### [GIVEN DATA]
^^^^^^^^

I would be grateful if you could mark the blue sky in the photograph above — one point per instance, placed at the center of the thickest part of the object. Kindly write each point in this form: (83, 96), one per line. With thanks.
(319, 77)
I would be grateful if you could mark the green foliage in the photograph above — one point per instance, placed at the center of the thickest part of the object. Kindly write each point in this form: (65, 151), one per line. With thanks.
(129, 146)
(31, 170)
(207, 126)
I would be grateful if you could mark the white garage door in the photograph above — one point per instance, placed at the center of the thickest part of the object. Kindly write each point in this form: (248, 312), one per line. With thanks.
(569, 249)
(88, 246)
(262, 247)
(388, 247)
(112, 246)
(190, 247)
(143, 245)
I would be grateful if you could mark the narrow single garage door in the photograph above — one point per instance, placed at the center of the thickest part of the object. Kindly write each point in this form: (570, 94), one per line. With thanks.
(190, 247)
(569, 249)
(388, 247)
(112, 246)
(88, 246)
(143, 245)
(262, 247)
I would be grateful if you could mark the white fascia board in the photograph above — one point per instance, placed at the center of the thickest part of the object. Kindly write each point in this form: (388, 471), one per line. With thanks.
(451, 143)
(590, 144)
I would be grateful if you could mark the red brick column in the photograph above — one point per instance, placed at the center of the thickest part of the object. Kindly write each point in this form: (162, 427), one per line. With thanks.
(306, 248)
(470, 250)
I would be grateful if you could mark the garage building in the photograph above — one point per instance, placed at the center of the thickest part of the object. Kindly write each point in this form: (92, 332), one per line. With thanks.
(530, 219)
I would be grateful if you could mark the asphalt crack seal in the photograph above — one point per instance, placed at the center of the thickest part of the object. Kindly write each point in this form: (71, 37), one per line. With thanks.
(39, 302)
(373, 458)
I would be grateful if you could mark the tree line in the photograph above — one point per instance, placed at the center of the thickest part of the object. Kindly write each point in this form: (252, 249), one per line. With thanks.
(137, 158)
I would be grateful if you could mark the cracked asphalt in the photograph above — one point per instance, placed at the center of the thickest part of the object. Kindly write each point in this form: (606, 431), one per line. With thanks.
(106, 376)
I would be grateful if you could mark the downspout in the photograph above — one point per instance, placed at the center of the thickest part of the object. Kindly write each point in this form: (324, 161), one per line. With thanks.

^^^^^^^^

### [EXERCISE INSTRUCTIONS]
Transcribe all the entries exactly, as they stand.

### [RESPONSE TO THE EXERCISE]
I would be grateful if you could mark the blue sky in the photograph above — one point per instance, placed at the center of the thickest part of the object. Kindly write each point in this form: (83, 96), one per line. With thanks.
(319, 77)
I would be grateful if you could mark the green foliage in the photograph above — one point per instance, placed at the center of the thickest part of the object. Kindly write each point in this form: (65, 151), one per line. With thanks.
(129, 146)
(31, 170)
(207, 126)
I would be grateful if you could mark the white garage door in the photograph above — one point per instance, placed at the center of the thickest part of the object. Kindly write each point in this form: (248, 312), one per line. With thanks.
(569, 249)
(88, 246)
(262, 247)
(388, 247)
(112, 246)
(190, 247)
(143, 245)
I would be grateful if you could mark the narrow single garage door in the photograph above — one point per instance, placed at the center of the thickest part of the object. Kindly write each point in this form: (570, 94), one per line. With thanks.
(190, 247)
(569, 249)
(388, 247)
(112, 246)
(88, 246)
(143, 245)
(262, 247)
I would be grateful if you could mark the white fascia board in the photograph above — one point per instance, placed at the center of the thickest part of the object. Kindly write each point in this form: (388, 471), one per line. With thanks.
(451, 143)
(590, 144)
I would be grateful if you could mark the red brick column in the photograph above — one point per instance, placed at the center of the thickest part of the object. Kindly write each point in this form: (162, 427), one per line. With thanks.
(306, 248)
(470, 250)
I would be grateful if you could mark the garage building in the photograph above — one point per instance, placed at the center of the thickest part of the object. Kindly write each point in this form: (92, 332), one per line. With thanks.
(530, 219)
I would be grateful if you could mark the asphalt crack seal in the photograph above — one point per instance, placed at the center of the thickest part of the object. Kindly write each point in this form: (71, 37), one per line. With thanks.
(39, 302)
(373, 458)
I would be grateful if you could mark the tree line in the photograph above — one point per instance, placed at the center of the thickest part of the object. Kindly write each point in this form: (252, 249), one per line. With thanks.
(137, 158)
I would be grateful if you could mark the cracked asphalt in the photograph above — one point per instance, placed at the center of the thickest part of the object. Kindly write each point in this form: (606, 431), one per line. With thanks.
(106, 376)
I would be grateful if you could mark the downspout in the photograph above — one point per instance, placed at the center of the thickest part of the object. Kindly write each point in this form: (324, 161), one per line. With thanks.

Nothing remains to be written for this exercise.